EXERCISE AIM: Revise the material below so that each "lane-occupancy record" reads "congestion report" instead. Reproduce every line in full with nothing else altered.

[Rows from a pointing dataset]
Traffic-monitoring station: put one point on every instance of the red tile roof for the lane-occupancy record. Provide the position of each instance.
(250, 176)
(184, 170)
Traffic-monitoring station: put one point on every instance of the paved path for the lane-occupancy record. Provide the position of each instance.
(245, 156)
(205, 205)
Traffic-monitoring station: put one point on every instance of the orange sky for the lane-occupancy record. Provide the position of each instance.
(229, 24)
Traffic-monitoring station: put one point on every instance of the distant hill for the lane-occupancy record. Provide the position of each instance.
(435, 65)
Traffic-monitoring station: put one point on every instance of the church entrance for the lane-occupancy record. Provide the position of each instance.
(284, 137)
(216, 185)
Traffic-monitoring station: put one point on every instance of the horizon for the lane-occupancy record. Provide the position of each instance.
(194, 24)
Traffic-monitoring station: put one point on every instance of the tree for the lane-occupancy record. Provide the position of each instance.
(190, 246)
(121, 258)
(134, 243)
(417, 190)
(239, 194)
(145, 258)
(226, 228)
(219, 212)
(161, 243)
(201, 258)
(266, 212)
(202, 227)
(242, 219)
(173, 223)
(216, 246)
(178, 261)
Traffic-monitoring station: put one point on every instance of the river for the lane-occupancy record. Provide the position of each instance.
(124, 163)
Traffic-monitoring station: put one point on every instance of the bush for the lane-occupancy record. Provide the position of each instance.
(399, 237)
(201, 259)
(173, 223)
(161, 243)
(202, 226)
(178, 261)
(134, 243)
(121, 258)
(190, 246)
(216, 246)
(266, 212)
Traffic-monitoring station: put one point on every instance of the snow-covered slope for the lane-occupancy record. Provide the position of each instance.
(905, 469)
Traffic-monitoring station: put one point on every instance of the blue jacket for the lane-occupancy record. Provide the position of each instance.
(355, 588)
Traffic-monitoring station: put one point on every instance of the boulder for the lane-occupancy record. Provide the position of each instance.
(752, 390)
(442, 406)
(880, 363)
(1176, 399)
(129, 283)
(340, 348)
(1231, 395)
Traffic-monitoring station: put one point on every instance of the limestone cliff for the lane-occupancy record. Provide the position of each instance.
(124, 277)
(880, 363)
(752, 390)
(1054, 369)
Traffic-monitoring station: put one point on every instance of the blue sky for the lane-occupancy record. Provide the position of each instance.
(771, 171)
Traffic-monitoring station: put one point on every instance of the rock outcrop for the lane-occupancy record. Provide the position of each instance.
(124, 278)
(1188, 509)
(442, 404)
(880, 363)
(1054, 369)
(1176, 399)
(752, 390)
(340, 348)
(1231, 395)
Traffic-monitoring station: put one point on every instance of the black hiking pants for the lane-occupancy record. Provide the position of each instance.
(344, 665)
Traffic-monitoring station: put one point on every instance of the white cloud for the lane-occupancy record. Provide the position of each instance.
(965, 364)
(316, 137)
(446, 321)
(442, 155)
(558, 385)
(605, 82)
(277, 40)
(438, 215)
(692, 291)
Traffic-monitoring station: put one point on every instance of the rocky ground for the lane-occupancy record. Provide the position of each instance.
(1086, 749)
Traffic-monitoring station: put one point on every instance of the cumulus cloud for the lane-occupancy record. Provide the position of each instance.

COMPLETED EXERCISE:
Traffic-monitoring station: put one point on every instance of the red tile roof for the congestion report. Provide the position of each instance.
(250, 176)
(184, 170)
Traffic-monitoring station: put one point on every instance of the paved path for the congestion report. Provide the position of each instance.
(245, 156)
(205, 205)
Traffic-monitoring station: put one point on every instance of the orange sky for the congestion report. Provide the position of each instance.
(229, 24)
Traffic-monitoring station: put one point on every instance of the distant hill for the congestion report. Provide the position of each instance.
(435, 65)
Traffic-monitoring station: put one point on every instance of the church entrance for the congestion report. Provide the position of each instance.
(284, 137)
(216, 185)
Traffic-monitoring station: put one point on every instance of the horizon for the congestion report. Provide the position of each instance.
(194, 24)
Traffic-monitoring station: put one point on every instance of the tree for the congestion report. Provide the position of each instance.
(190, 246)
(121, 258)
(134, 243)
(417, 190)
(239, 194)
(145, 258)
(226, 228)
(219, 212)
(161, 243)
(201, 258)
(266, 212)
(202, 227)
(242, 219)
(173, 223)
(216, 246)
(178, 261)
Traffic-monitoring station: put one point on every instance of the river for the congestion report. Provide the position of each instance.
(124, 163)
Traffic-monitoring station: put one point on every instance of the bush for the congestion report. Provide the position of each instance.
(399, 237)
(201, 259)
(173, 223)
(161, 243)
(202, 226)
(178, 261)
(134, 243)
(121, 258)
(190, 246)
(216, 246)
(266, 212)
Traffic-monitoring station: put one point on every instance of the snow-covered slope for the congestion report. Provide the position of each instance.
(905, 469)
Traffic-monitoring station: put one point on every instance of the blue jacket for the congestion report. Provide the position of each instance.
(355, 588)
Traffic-monitoring station: put one point on every instance of the boulder for the congestion report. Provide the position of each instance.
(752, 390)
(442, 406)
(880, 363)
(1176, 399)
(129, 283)
(340, 348)
(1231, 395)
Traffic-monitoring station: put one point on every instance of the limestone cliff for the congestion report. Provide the position of each instance.
(124, 277)
(880, 363)
(752, 390)
(1054, 369)
Traffic-monitoring station: put one point on every instance of the blue sky for the congestion report. Provide the position of each instance.
(771, 171)
Traffic-monitoring station: put one point on every instance of the rock outcrop for the congestion report. Provide the position of each instance.
(124, 278)
(1188, 509)
(442, 404)
(880, 363)
(1054, 369)
(1176, 399)
(752, 390)
(340, 348)
(1231, 395)
Traffic-monitoring station: put one point on every instance of the black hiking pants for the congestion report. Provide the position of each instance.
(344, 665)
Traffic-monitoring station: put one point on every instance of the white cloud for the congestion report. Provide the position of each instance.
(965, 364)
(316, 137)
(446, 321)
(442, 155)
(558, 385)
(605, 82)
(277, 40)
(438, 215)
(692, 291)
Traffic-monitoring station: put one point on every instance of the rocky ground for the congestion report. Provide the position of each instance.
(1086, 749)
Traffic-monitoring station: put one point on every instance of the cumulus cloud for the congestion report. Provide the position of each instance.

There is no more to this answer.